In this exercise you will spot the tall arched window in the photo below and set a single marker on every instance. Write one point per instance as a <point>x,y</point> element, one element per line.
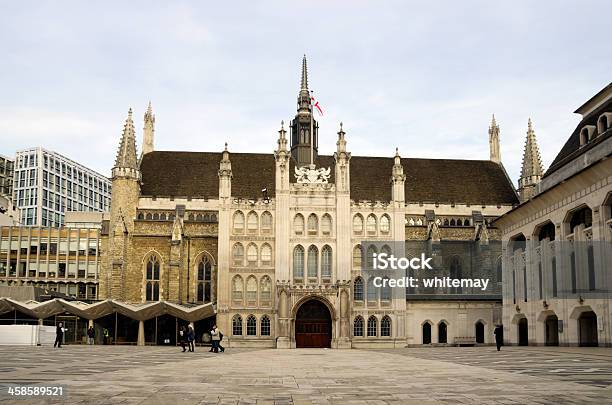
<point>252,254</point>
<point>238,222</point>
<point>385,326</point>
<point>370,257</point>
<point>358,289</point>
<point>372,291</point>
<point>372,326</point>
<point>152,279</point>
<point>237,325</point>
<point>313,261</point>
<point>371,224</point>
<point>266,222</point>
<point>238,254</point>
<point>251,325</point>
<point>265,291</point>
<point>251,289</point>
<point>252,222</point>
<point>298,262</point>
<point>385,224</point>
<point>298,224</point>
<point>455,272</point>
<point>204,279</point>
<point>358,326</point>
<point>313,224</point>
<point>266,254</point>
<point>358,224</point>
<point>326,261</point>
<point>357,257</point>
<point>237,288</point>
<point>385,290</point>
<point>326,224</point>
<point>264,328</point>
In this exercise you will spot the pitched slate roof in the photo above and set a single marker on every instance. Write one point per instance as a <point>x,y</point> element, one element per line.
<point>194,174</point>
<point>572,149</point>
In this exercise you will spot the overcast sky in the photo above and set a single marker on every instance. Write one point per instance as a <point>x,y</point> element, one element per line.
<point>422,76</point>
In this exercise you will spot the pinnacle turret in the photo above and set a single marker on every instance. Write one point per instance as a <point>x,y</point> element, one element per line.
<point>532,170</point>
<point>126,155</point>
<point>494,148</point>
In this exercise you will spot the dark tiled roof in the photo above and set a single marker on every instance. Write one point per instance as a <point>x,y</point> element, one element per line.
<point>572,149</point>
<point>194,174</point>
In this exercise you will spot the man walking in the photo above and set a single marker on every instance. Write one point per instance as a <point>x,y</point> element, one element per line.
<point>59,335</point>
<point>499,336</point>
<point>91,334</point>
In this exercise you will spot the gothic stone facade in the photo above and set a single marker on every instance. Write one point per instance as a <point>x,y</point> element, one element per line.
<point>275,240</point>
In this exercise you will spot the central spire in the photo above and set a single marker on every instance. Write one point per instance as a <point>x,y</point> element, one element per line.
<point>304,85</point>
<point>304,129</point>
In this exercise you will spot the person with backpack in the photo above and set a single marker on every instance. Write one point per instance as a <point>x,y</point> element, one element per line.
<point>91,334</point>
<point>191,337</point>
<point>216,340</point>
<point>182,336</point>
<point>59,335</point>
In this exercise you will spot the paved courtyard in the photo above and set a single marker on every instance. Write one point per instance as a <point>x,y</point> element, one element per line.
<point>163,375</point>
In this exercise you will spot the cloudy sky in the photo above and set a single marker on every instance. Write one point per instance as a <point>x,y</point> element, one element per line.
<point>422,76</point>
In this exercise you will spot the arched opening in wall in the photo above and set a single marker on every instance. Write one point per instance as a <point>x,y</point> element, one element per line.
<point>479,332</point>
<point>523,332</point>
<point>442,332</point>
<point>551,327</point>
<point>587,329</point>
<point>313,325</point>
<point>426,333</point>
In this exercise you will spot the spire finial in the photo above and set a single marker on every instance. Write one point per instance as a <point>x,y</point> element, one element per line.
<point>304,83</point>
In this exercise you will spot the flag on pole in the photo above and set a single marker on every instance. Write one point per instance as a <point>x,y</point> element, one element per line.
<point>316,105</point>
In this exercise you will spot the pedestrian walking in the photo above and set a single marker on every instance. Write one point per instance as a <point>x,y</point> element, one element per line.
<point>499,336</point>
<point>191,337</point>
<point>182,337</point>
<point>216,336</point>
<point>91,334</point>
<point>59,335</point>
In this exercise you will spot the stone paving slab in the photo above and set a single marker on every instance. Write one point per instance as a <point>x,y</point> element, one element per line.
<point>163,375</point>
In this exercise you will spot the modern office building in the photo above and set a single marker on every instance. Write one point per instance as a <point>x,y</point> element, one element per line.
<point>6,176</point>
<point>47,184</point>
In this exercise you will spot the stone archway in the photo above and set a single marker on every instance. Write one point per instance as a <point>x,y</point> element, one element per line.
<point>313,325</point>
<point>587,329</point>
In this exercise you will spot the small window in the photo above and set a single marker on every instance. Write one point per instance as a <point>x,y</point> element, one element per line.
<point>385,326</point>
<point>358,326</point>
<point>358,225</point>
<point>265,326</point>
<point>313,224</point>
<point>372,326</point>
<point>298,224</point>
<point>237,325</point>
<point>326,224</point>
<point>385,224</point>
<point>251,325</point>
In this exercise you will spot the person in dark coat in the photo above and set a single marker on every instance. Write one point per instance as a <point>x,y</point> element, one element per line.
<point>499,336</point>
<point>191,337</point>
<point>59,335</point>
<point>182,337</point>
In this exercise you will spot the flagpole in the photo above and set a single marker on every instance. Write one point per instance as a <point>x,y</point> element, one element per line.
<point>311,133</point>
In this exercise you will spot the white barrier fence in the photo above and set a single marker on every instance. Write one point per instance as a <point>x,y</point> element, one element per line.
<point>27,335</point>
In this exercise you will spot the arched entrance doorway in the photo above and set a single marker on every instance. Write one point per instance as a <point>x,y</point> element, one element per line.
<point>523,333</point>
<point>552,330</point>
<point>426,333</point>
<point>313,325</point>
<point>587,328</point>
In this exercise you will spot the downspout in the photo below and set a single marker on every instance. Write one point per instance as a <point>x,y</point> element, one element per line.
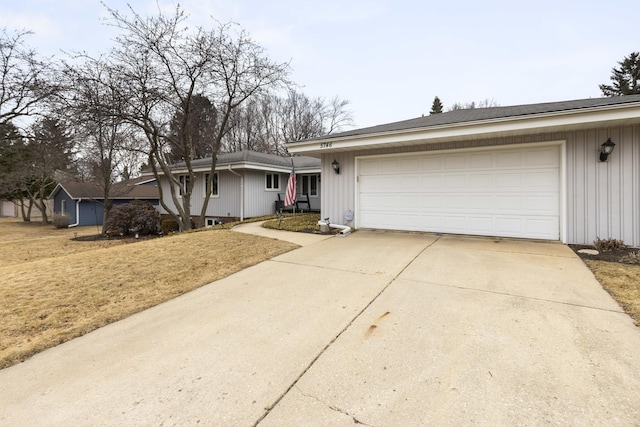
<point>241,192</point>
<point>77,214</point>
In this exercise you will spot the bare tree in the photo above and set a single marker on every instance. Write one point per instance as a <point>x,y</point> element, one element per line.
<point>625,79</point>
<point>162,66</point>
<point>485,103</point>
<point>104,137</point>
<point>25,79</point>
<point>266,124</point>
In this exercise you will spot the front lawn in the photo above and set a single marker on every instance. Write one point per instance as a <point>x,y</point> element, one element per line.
<point>53,288</point>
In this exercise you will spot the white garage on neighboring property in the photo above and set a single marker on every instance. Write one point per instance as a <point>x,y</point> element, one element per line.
<point>530,171</point>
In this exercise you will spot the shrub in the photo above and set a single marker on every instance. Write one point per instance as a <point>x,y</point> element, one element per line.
<point>606,245</point>
<point>135,217</point>
<point>632,258</point>
<point>61,221</point>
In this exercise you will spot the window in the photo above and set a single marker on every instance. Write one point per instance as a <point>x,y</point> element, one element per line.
<point>214,187</point>
<point>184,183</point>
<point>272,181</point>
<point>310,185</point>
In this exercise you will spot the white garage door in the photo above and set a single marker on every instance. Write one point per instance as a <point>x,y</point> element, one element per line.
<point>502,192</point>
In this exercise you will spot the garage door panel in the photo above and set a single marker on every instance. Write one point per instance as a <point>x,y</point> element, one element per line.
<point>485,180</point>
<point>455,162</point>
<point>480,161</point>
<point>510,193</point>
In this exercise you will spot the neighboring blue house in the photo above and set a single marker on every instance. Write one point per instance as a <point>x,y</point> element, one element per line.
<point>83,202</point>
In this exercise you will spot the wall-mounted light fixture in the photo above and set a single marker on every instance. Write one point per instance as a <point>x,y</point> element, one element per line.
<point>336,167</point>
<point>605,149</point>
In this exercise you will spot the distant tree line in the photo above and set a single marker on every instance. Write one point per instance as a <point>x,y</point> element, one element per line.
<point>163,93</point>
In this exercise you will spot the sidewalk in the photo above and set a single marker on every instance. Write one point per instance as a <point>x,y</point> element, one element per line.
<point>302,239</point>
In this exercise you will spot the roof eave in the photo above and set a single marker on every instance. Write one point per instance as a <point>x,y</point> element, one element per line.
<point>507,126</point>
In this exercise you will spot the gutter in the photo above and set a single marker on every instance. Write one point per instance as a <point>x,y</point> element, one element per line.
<point>501,126</point>
<point>241,192</point>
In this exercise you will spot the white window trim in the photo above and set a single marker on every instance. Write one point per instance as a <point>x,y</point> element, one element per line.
<point>275,189</point>
<point>204,190</point>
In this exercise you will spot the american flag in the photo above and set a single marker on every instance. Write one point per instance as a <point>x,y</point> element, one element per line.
<point>290,196</point>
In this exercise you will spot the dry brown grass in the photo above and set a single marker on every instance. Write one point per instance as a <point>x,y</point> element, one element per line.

▬▬▬

- [The problem]:
Convert the items, starting at the beginning and ending at the line that contains "<point>358,289</point>", into a Markdown table with the columns Row and Line, numbering each row and omitting blank lines. Leave the pictures out of the answer.

- [Correct result]:
| Row | Line |
|---|---|
| 1 | In this exercise you will spot the tall arched window in the photo below and set a single marker on every instance. Write one point per instance as a <point>x,y</point> element, one element per line. |
| 2 | <point>252,254</point> |
| 3 | <point>238,222</point> |
| 4 | <point>385,326</point> |
| 5 | <point>370,257</point> |
| 6 | <point>358,289</point> |